Task requirements:
Quote the lines from the one containing "Each instance of the tree" through the one containing "(1119, 615)", both included, without any changes.

Stored dataset items:
···

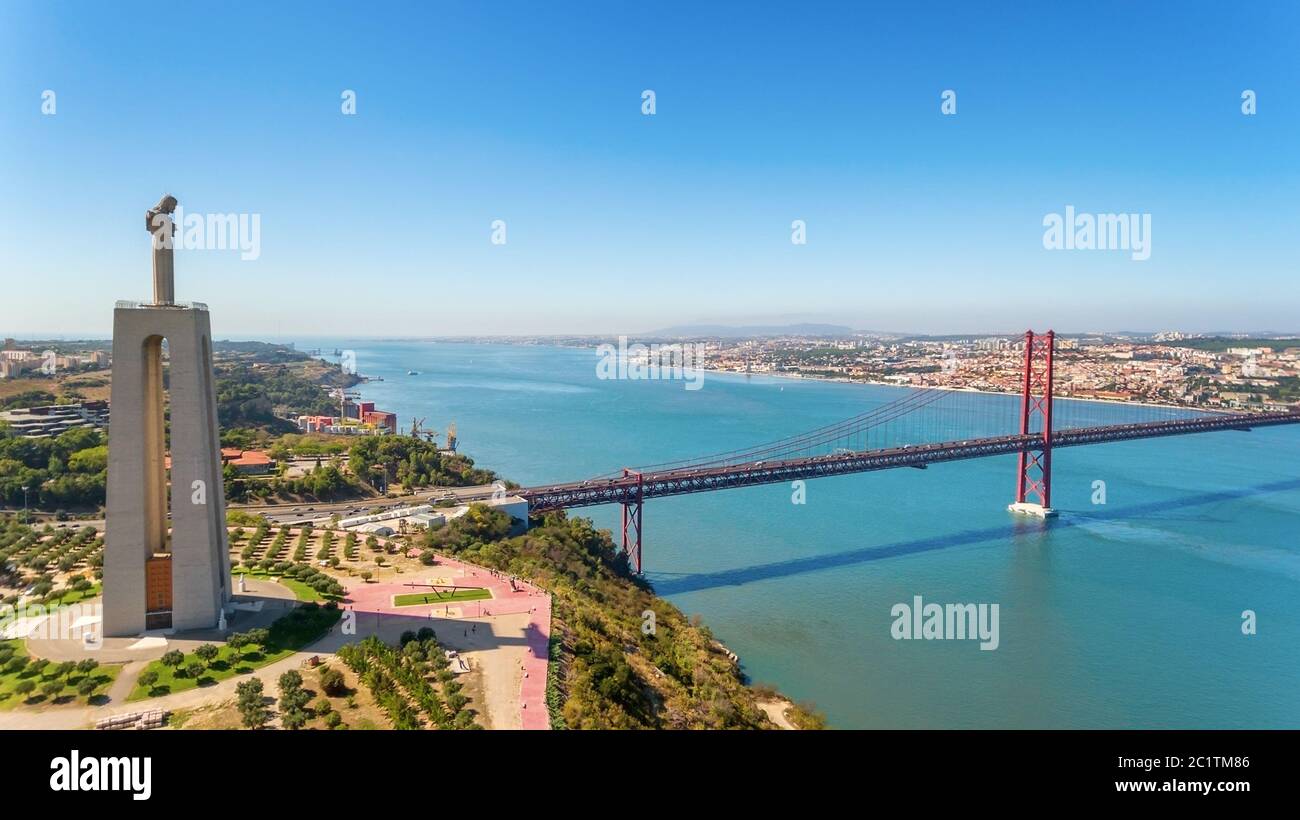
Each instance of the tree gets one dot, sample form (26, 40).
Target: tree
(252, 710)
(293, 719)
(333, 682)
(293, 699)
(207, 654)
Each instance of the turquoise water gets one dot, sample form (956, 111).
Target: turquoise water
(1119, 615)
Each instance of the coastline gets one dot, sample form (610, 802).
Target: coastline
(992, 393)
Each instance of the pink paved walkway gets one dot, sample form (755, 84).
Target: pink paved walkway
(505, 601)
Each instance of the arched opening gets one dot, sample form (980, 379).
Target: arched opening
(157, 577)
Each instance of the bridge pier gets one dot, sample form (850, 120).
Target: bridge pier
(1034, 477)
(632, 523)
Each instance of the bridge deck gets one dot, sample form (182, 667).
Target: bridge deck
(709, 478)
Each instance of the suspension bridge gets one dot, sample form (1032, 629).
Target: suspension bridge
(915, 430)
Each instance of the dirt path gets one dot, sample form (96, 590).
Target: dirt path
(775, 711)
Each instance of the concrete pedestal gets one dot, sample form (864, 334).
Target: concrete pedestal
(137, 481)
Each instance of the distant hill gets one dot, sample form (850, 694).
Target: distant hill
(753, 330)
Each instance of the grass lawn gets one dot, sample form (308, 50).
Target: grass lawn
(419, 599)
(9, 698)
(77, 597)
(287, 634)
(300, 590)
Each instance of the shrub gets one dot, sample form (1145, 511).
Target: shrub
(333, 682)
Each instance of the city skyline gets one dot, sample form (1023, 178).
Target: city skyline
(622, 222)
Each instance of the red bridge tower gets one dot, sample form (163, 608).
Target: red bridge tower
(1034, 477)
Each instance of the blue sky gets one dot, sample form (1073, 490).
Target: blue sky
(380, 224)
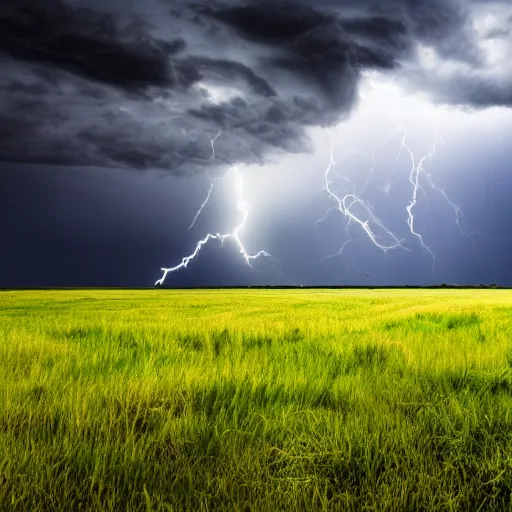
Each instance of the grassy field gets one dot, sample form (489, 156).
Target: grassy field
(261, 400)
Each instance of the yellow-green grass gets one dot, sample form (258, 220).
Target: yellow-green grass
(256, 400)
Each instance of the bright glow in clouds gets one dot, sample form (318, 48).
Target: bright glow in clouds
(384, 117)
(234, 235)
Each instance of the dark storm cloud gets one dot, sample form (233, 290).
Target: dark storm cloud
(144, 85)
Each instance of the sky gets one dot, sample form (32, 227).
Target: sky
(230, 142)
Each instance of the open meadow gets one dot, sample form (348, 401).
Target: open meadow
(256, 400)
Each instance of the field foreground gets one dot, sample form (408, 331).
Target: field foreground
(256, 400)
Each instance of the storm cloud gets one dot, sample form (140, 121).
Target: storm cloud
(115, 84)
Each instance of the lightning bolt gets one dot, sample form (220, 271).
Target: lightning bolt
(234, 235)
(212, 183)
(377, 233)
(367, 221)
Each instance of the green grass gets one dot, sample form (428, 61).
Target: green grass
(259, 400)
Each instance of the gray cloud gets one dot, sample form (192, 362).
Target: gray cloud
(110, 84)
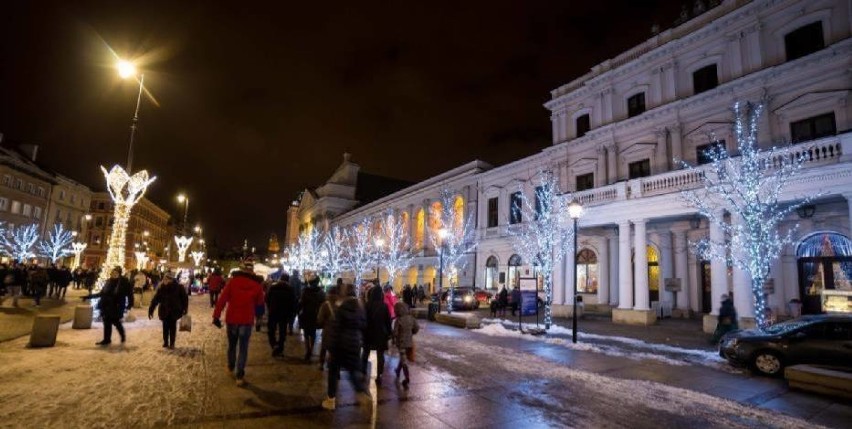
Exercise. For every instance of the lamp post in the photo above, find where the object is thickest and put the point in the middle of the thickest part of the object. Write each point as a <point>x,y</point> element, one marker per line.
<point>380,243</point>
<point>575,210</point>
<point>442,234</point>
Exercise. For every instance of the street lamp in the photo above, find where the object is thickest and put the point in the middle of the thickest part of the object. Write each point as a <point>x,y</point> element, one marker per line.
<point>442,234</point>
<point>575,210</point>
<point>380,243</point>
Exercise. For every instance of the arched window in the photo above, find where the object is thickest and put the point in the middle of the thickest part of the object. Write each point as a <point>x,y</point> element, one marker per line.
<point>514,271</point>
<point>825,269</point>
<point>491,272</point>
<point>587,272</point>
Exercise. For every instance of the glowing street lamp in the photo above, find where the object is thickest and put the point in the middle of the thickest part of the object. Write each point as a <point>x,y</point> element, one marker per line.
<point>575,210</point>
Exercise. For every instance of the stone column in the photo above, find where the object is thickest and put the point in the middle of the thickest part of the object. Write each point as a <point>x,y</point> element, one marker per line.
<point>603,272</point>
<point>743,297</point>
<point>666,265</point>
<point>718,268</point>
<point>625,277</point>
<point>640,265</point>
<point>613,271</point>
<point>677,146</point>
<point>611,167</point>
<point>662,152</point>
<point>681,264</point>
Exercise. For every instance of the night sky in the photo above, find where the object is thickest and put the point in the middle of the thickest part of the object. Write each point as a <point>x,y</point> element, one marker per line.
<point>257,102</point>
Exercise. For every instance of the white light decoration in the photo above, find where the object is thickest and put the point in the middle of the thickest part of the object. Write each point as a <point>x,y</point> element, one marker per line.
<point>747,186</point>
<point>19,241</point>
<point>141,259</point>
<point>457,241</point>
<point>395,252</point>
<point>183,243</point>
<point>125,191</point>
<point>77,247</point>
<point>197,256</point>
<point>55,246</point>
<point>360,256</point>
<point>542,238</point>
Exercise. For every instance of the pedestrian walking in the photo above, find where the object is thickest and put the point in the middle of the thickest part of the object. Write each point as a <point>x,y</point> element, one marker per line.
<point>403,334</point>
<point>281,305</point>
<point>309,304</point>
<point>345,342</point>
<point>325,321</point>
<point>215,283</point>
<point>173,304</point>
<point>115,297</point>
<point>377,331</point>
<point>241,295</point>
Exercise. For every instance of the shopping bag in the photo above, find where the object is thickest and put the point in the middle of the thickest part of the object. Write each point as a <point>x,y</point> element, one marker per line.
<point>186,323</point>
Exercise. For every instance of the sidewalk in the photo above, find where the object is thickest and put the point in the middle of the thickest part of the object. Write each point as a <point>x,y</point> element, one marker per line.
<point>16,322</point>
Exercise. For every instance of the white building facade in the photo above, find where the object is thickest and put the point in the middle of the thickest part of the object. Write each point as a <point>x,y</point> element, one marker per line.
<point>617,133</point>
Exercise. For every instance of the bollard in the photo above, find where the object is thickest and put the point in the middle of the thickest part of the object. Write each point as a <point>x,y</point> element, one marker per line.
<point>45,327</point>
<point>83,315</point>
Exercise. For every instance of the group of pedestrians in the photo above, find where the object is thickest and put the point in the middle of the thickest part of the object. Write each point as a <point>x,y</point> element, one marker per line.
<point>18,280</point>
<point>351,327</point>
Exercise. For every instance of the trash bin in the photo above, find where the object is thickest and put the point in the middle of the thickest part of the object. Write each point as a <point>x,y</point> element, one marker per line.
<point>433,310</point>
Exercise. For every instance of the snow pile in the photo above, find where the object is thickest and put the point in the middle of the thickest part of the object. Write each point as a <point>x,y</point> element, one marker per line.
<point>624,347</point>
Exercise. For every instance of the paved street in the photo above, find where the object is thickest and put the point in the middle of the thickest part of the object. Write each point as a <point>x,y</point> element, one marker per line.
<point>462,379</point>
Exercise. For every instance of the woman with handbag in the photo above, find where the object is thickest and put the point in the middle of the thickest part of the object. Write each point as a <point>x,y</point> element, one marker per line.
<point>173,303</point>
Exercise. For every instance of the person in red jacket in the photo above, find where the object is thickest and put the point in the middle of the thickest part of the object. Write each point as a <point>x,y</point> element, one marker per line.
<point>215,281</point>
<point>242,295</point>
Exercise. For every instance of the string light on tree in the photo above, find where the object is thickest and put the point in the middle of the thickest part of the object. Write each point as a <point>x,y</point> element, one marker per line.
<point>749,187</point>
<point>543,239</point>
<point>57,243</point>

···

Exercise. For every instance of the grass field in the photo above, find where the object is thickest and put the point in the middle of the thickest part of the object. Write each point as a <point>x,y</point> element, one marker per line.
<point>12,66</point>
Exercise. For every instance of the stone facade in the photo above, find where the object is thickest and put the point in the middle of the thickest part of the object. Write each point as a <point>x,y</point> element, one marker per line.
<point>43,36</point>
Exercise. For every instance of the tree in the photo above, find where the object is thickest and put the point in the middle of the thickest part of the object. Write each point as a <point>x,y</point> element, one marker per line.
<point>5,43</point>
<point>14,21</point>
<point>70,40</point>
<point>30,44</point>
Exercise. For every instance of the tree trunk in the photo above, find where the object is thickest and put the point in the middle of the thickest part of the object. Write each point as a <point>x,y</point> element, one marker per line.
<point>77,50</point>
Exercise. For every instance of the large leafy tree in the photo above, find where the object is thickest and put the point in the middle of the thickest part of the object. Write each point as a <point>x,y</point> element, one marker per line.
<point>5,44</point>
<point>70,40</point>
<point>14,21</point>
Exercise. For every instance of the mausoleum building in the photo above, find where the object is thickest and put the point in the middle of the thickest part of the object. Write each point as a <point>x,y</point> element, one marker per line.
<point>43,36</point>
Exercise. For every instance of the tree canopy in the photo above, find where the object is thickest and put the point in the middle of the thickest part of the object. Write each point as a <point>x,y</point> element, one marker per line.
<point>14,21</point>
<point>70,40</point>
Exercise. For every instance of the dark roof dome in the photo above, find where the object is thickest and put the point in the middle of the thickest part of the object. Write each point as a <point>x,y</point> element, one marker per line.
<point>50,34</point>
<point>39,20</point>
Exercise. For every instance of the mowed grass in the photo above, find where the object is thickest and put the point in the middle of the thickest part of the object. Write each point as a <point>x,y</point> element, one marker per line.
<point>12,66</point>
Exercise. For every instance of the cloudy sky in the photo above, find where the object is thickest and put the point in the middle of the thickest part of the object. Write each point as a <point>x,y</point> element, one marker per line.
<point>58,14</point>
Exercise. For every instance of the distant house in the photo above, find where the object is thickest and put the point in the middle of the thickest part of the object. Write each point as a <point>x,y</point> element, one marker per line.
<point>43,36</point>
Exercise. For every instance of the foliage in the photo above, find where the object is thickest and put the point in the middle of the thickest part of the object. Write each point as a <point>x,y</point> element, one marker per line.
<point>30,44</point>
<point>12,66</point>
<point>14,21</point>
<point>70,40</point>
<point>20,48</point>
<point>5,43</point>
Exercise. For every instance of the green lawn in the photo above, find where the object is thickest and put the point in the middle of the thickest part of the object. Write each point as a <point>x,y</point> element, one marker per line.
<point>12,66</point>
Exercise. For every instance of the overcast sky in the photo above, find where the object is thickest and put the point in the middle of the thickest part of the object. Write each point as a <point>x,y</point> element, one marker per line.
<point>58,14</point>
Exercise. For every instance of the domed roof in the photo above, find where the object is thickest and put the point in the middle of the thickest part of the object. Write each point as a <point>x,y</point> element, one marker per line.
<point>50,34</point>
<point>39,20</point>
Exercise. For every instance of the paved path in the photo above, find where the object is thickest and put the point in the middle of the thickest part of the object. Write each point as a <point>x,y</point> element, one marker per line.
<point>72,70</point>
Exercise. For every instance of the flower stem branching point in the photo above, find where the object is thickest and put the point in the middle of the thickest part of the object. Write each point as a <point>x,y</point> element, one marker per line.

···

Answer to this problem:
Each instance of the tree gets one dot, sample form (26, 40).
Target: tree
(252, 710)
(293, 719)
(333, 682)
(293, 699)
(207, 654)
Each instance of the turquoise water gets one dot, sample form (956, 111).
Target: turquoise water
(1119, 615)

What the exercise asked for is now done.